■ **Set task**
Please find every line in the records that contains the word "shelf", treating uppercase and lowercase as different, and copy each of those lines.

BEGIN Exercise materials

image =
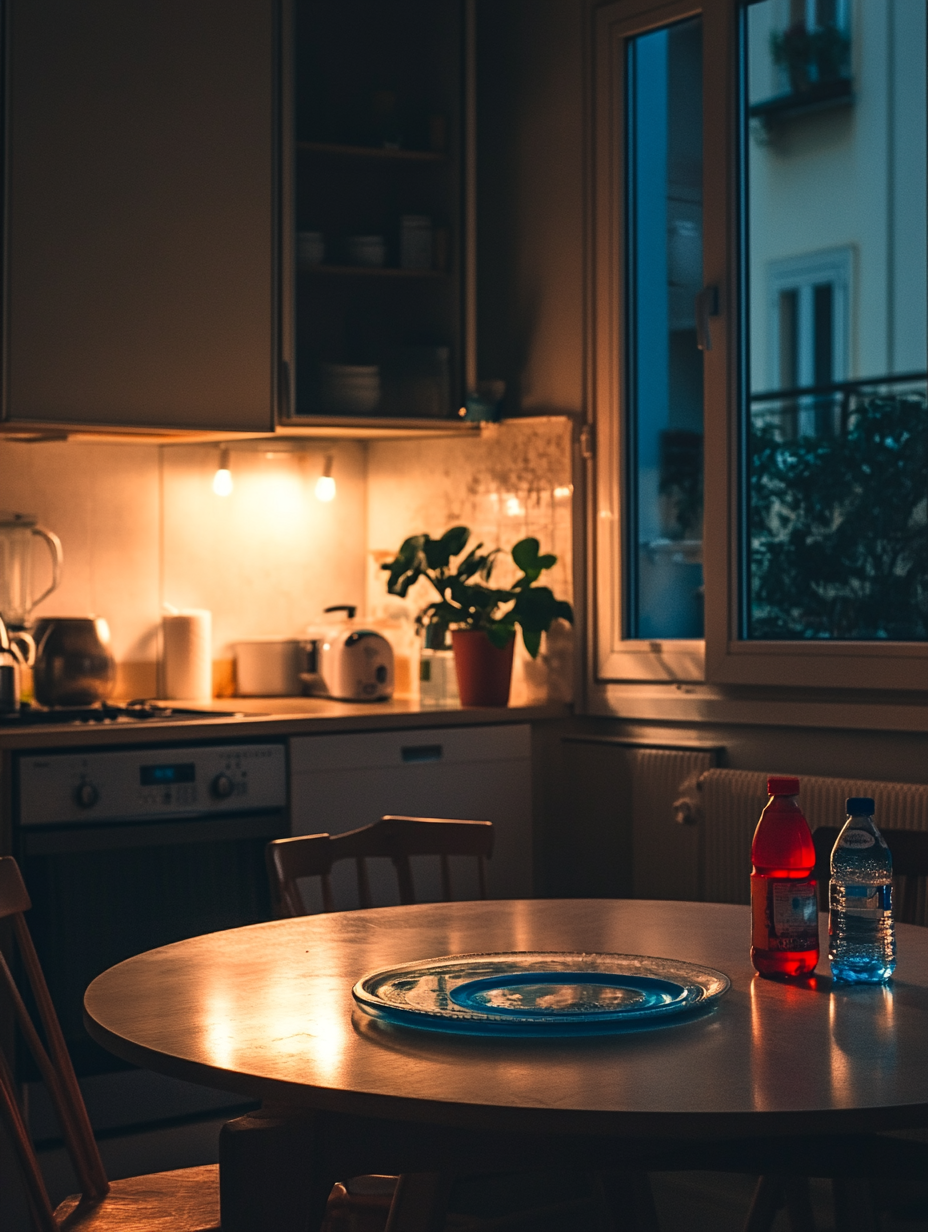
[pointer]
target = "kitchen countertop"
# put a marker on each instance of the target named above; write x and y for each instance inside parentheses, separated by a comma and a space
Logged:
(271, 717)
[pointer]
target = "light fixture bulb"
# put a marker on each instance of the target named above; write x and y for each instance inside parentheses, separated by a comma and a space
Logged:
(222, 479)
(325, 484)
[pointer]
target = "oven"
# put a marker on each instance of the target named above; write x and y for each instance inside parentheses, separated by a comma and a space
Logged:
(125, 849)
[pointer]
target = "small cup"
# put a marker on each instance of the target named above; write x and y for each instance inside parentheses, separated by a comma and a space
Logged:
(311, 249)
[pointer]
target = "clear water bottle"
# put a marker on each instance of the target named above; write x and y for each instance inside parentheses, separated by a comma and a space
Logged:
(862, 941)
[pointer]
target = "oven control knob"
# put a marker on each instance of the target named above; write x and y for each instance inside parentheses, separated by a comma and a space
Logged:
(222, 786)
(85, 795)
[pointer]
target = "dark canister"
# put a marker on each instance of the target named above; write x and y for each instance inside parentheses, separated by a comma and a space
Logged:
(73, 662)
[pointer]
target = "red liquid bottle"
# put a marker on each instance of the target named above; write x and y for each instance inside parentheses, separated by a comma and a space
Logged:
(784, 911)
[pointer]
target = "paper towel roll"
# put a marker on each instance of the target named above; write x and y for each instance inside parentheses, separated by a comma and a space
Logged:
(187, 656)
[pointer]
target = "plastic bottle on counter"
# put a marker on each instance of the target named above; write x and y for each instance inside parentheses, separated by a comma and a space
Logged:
(784, 935)
(862, 939)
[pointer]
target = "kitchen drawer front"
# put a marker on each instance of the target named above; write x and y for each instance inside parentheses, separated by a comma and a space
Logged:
(445, 745)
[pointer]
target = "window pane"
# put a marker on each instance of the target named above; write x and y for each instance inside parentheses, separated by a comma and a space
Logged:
(664, 371)
(836, 320)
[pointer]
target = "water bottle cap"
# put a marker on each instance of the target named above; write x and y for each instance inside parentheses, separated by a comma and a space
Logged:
(860, 806)
(781, 785)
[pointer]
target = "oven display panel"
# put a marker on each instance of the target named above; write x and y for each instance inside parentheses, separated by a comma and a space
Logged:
(163, 776)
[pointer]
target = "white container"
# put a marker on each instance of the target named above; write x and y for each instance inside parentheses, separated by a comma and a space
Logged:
(366, 250)
(187, 663)
(311, 249)
(415, 242)
(349, 388)
(269, 667)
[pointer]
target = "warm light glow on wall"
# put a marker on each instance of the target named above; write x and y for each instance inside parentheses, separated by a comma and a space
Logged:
(325, 484)
(222, 479)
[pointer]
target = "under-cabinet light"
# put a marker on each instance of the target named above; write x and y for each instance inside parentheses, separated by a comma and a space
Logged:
(325, 484)
(222, 479)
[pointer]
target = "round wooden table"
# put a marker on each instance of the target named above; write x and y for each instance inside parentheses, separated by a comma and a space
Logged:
(268, 1012)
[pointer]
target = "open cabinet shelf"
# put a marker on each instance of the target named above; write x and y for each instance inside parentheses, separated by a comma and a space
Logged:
(378, 141)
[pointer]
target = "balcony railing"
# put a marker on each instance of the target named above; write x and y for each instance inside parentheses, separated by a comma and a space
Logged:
(826, 410)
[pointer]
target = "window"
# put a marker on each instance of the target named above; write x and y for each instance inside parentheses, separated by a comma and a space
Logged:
(759, 343)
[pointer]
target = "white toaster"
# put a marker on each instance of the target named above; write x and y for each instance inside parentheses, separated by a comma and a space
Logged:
(348, 663)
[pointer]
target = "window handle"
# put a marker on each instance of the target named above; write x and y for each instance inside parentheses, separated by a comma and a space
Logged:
(706, 307)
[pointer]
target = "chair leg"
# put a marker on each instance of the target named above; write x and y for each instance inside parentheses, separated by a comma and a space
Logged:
(420, 1203)
(854, 1205)
(799, 1204)
(770, 1195)
(767, 1201)
(629, 1201)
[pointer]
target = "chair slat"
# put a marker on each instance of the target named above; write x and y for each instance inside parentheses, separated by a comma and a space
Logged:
(910, 863)
(394, 838)
(14, 897)
(33, 1182)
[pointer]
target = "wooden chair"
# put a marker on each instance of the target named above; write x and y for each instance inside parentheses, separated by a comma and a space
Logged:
(394, 838)
(910, 861)
(186, 1200)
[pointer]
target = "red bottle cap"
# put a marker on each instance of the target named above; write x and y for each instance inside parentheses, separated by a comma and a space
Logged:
(781, 785)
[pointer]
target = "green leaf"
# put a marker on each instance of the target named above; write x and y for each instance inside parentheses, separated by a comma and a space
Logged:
(525, 553)
(531, 640)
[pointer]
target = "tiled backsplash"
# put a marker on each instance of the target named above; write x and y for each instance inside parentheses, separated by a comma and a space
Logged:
(141, 526)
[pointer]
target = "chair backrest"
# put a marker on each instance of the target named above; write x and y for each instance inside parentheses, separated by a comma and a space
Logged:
(910, 863)
(53, 1061)
(397, 838)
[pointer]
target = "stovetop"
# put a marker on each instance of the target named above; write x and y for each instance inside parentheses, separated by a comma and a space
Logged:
(142, 711)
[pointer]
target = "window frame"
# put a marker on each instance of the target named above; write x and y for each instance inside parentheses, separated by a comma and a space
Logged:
(724, 657)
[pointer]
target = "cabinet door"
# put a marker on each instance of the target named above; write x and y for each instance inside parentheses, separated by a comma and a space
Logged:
(141, 213)
(339, 782)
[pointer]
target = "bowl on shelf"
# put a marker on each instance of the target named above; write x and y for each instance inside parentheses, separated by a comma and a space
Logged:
(311, 249)
(349, 388)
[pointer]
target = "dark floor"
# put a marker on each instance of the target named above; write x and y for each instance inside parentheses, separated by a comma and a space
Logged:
(685, 1201)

END Exercise materials

■ **Full response**
target = "open cabinet shelf"
target = "bowl on shelf"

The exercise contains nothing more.